» DOCUMENT TEXT:
:::
I like the sound of a "where am I" forum - we're off to Spain / Portugal early January through until end of March(ish) and it would be great to meet up with other MHFers.

I generally use internet cafes for the big browsing stuff and a mobile connection for email etc. (to get it onto the laptop....); this year I've got a "pay as you go" BT Openzone account at 20p per minute. The BT Openzone website does say that the roaming charges are "instead of" as opposed to "additional to", but I'm a bit suspicious as that means charges in France would be less than half those in the UK 8O 

Mike


----------



## ianhibs (May 1, 2005)

Hi all

I think that Kijana and Artona have the bones of a really good idea here. A dedicated forum/blog (I didn't know you could you could update a blog by email) which showed country, town and possibly a GPS position and/or a mobile telephone number should be fairly easy to operate.

MikeJ
I think if you look at my earlier post you will see that that the roaming charges are in addition to BT's 20p - at least that's what they told me. I have been looking at an alternative. see Orange - France

If my French is correct you can buy a 2 hour pass for example for 10 euros but, unlike BT, you can use it during a period of 30 days. If you had 6 sessions of say 20 minutes (enough for a few emails, checking the bank and 5 minutes on Skype perhaps), That'll cost £1.20 a go.

Anyway, Mike, I would ask you to post on this topic while you're away to let us know how easy/difficult you have found access to the internet.

Cheers

Ian


----------



## artona (Jan 19, 2006)

Hi Ian

No problem updating blog via email. This is a test one I have set up to demonstate. 
Try posting on it by sending an email to [email protected]

then view the blog here

give it a few minutes to update if required. If you have viewed the blog prior to posting you might have to refresh your screen.

I have just sent an email from the email link in this post and it was instantly put onto blog.

I have a deal with 3 (mobile phone provider). Instant mail on the move is £5 a month. That includes emailing to phone and from phone. I use a nokia e61 handset and emailing is dead easy and very efficient.

Have fun

stew


----------



## peedee (May 10, 2005)

I would be wary of publishing my where abouts. It is not that difficult to obtain my name and address on the web. The tow rags of this world could have a ball in my empty house. I don't even like publishing the fact I am off on a trip let alone exactly where I am.:wink: 

peedee


----------



## ianhibs (May 1, 2005)

IT WORKS STEWART!!!!!!


----------



## artona (Jan 19, 2006)

Hi Ian

Its great isn't it. Technology is really getting sorted

stew


----------



## sallytrafic (Jan 17, 2006)

peedee said:


> I would be wary of publishing my where abouts. It is not that difficult to obtain my name and address on the web. The tow rags of this world could have a ball in my empty house. I don't even like publishing the fact I am off on a trip let alone exactly where I am.:wink:
> 
> peedee


Real concern which I have when arranging to go on an MHF meet as well. But for the purposes of this blog why don't those going have another nickname just for that purpose only circulated to those in the know? You can tell us who you were later. Otherwise its encryption......
:::
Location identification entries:
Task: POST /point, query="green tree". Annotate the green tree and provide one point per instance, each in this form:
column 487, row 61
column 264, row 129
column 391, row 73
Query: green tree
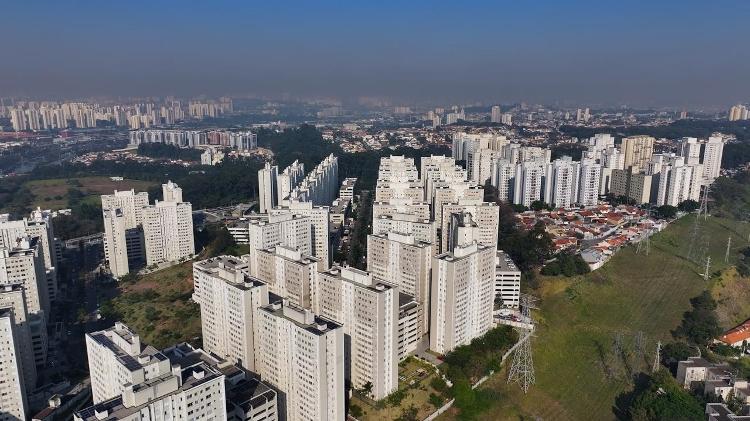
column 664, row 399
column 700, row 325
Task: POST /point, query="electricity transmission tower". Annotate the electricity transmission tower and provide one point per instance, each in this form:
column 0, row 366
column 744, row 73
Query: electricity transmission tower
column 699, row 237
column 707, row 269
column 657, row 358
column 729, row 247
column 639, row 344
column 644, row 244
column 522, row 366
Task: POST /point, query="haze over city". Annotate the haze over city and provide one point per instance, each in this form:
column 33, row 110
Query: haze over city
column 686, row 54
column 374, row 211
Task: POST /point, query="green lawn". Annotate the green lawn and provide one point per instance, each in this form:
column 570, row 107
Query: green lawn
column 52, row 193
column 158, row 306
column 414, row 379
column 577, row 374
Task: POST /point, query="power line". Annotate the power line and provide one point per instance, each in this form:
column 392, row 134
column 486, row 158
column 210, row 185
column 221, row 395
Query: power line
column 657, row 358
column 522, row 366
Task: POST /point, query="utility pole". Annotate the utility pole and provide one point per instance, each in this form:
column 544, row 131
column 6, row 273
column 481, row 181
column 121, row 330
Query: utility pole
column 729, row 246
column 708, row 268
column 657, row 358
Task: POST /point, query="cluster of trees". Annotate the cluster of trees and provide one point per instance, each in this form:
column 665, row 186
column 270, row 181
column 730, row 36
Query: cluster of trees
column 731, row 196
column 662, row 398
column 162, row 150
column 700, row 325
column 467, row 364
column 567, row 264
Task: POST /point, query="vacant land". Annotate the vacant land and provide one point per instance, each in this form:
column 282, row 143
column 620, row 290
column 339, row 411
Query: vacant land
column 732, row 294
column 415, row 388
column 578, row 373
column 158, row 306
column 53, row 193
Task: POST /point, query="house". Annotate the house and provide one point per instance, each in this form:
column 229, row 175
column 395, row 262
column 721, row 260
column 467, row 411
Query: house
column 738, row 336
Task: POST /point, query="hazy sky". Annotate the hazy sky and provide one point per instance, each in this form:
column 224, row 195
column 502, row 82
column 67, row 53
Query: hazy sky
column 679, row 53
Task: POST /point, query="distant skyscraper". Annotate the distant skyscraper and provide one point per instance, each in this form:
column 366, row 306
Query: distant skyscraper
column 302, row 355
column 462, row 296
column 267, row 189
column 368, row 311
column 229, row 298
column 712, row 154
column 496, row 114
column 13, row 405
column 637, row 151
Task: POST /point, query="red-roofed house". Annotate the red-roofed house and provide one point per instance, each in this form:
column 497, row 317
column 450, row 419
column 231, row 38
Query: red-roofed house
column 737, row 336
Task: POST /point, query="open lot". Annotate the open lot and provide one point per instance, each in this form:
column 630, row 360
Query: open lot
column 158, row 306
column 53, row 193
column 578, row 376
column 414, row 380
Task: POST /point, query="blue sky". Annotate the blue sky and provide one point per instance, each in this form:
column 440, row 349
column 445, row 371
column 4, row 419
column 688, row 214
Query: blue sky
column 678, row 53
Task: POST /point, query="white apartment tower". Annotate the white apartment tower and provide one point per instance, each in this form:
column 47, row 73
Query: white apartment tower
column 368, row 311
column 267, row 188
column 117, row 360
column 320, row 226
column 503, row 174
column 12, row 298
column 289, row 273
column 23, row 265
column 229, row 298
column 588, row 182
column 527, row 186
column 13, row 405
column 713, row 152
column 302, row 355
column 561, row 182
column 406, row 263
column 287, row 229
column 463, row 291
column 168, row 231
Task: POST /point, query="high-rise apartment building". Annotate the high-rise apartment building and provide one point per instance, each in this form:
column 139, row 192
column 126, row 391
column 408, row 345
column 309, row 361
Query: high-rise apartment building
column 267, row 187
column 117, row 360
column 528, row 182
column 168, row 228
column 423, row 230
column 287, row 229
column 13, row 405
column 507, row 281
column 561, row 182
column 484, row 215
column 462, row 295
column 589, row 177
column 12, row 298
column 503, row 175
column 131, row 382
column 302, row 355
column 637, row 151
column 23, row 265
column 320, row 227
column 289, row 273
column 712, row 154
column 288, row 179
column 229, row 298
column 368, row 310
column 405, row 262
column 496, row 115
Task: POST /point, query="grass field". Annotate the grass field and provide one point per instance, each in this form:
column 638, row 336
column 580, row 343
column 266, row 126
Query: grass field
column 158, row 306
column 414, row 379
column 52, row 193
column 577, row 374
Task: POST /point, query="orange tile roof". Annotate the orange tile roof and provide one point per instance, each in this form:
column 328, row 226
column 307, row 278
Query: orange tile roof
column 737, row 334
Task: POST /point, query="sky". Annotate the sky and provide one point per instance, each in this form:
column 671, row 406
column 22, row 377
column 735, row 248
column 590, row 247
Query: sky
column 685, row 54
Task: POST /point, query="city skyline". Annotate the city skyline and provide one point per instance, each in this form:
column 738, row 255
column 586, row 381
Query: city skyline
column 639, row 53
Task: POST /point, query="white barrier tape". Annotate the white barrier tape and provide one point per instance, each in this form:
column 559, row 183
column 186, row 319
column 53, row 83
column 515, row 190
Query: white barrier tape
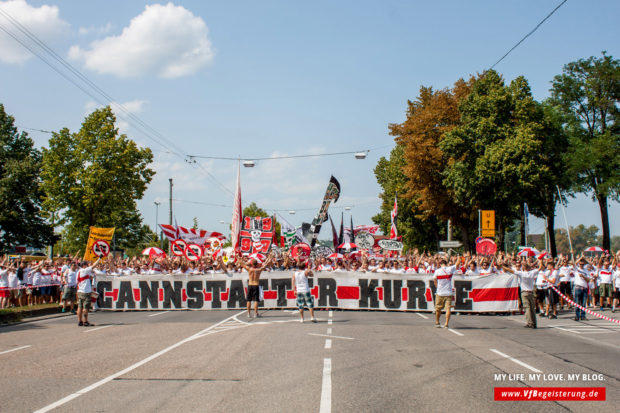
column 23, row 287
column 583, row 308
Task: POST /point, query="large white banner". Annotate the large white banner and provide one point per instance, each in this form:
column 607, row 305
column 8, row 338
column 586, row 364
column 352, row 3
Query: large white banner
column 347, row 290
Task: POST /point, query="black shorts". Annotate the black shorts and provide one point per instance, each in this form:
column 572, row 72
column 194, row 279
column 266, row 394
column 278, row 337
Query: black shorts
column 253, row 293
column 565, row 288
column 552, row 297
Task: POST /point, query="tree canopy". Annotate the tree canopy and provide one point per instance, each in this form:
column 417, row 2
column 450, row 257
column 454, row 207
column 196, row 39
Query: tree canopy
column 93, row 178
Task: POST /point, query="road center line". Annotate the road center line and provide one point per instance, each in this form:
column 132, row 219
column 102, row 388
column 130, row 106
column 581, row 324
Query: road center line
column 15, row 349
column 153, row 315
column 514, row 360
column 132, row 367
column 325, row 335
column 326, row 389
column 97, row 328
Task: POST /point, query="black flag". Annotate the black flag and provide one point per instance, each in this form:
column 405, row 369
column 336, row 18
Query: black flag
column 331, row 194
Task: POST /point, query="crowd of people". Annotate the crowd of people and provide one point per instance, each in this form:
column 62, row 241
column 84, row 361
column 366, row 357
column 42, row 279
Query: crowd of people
:::
» REQUIRED WORK:
(1) Copy the records word for word, from the line containing "Annotate the tree" through the final line of the records.
(2) Pick up the forum thread about getting online while traveling and continue it from its last post.

» RESPONSES:
(1)
Task: POST /point, query="tree canopy". Annotate the tree canopy and provide one point per instance, each in this form:
column 417, row 2
column 450, row 257
column 454, row 207
column 196, row 39
Query: tree canopy
column 93, row 178
Task: POST /point, query="road center line". Annotate the road center line and provide one point per instance, each in this form:
column 132, row 219
column 102, row 388
column 130, row 106
column 581, row 324
Query: road center line
column 15, row 349
column 153, row 315
column 514, row 360
column 132, row 367
column 325, row 335
column 326, row 389
column 97, row 328
Task: POST /point, query="black flag". Annotate the black flag and provide one point per instance, each in this form:
column 405, row 369
column 336, row 18
Query: black flag
column 331, row 194
Task: POST /point, query="crowd of people". Annotate the crowd of people and provide one point per instance, each in this form:
column 62, row 241
column 84, row 361
column 366, row 357
column 42, row 279
Query: crowd of people

(2)
Frank


----------



## ianhibs (May 1, 2005)

Good point Peedee but I think this is really for people who have not left an empty house back home.

Ian


----------



## DABurleigh (May 9, 2005)

1) Certainly it is more comforting when your house is occupied when you are away. 

2) The next best thing is a good burglar alarm and supportive neighbours.

3) A dog with the run of the house overnight cared for by neighbours.

4) The icing on the cake is technology. It's amazing what can be done with covert cameras automatically triggered, video/files over wi-fi networks extending to neighbours' houses, reassurance by interrogation over a broadband link, etc., etc.

Dave


----------



## Rapide561 (Oct 1, 2005)

DABurleigh said:


> 1) Certainly it is more comforting when your house is occupied when you are away.
> 
> 2) The next best thing is a good burglar alarm and supportive neighbours.
> 
> ...


A colleague told me of a computer program that you can control via the net and turn lights on etc

Russell


----------



## RobMD (May 9, 2005)

The Blog idea looks a starter to me!!! Why not have 2 distinct ones. One for UK travel and one for European travel (or has this been suggested???).

When on site and deciding where to go next (whether in Europe or UK), it would help if there was info as to what a site was like - and if it is open during the winter months - also of course ir is always nice to meet up with other MHF members   

I know it is there for the world to see, but as long as no personal info is posted, I don't see a problem.


----------



## DABurleigh (May 9, 2005)

Can you use new parchment? This old stuff is driving me up the wall with my feather quill?

Dave


----------



## kijana (May 1, 2005)

Stew, the phone blog is the perfect solution - well done!

All I need to do now is sort out what sort of phone & package to take away.

PeeDee, I think it's possible to worry a bit too much. Though your concerns would be addressed by selling your house in favour of an RV  

Bruce


----------



## peedee (May 10, 2005)

Nhaaa, I prefer both but better safe than sorry.

peedee


----------



## wobby (May 1, 2005)

I've had a go and it worked which considering I'm a computer dunce surprised me. I think this is the start of a great idea so I hope the Rev. Nuke goes for it. Unfortunately I won't be traveling again till late 07, no 
motor home till then. But if up and running I'd post each time I could get web access Wobby


----------



## artona (Jan 19, 2006)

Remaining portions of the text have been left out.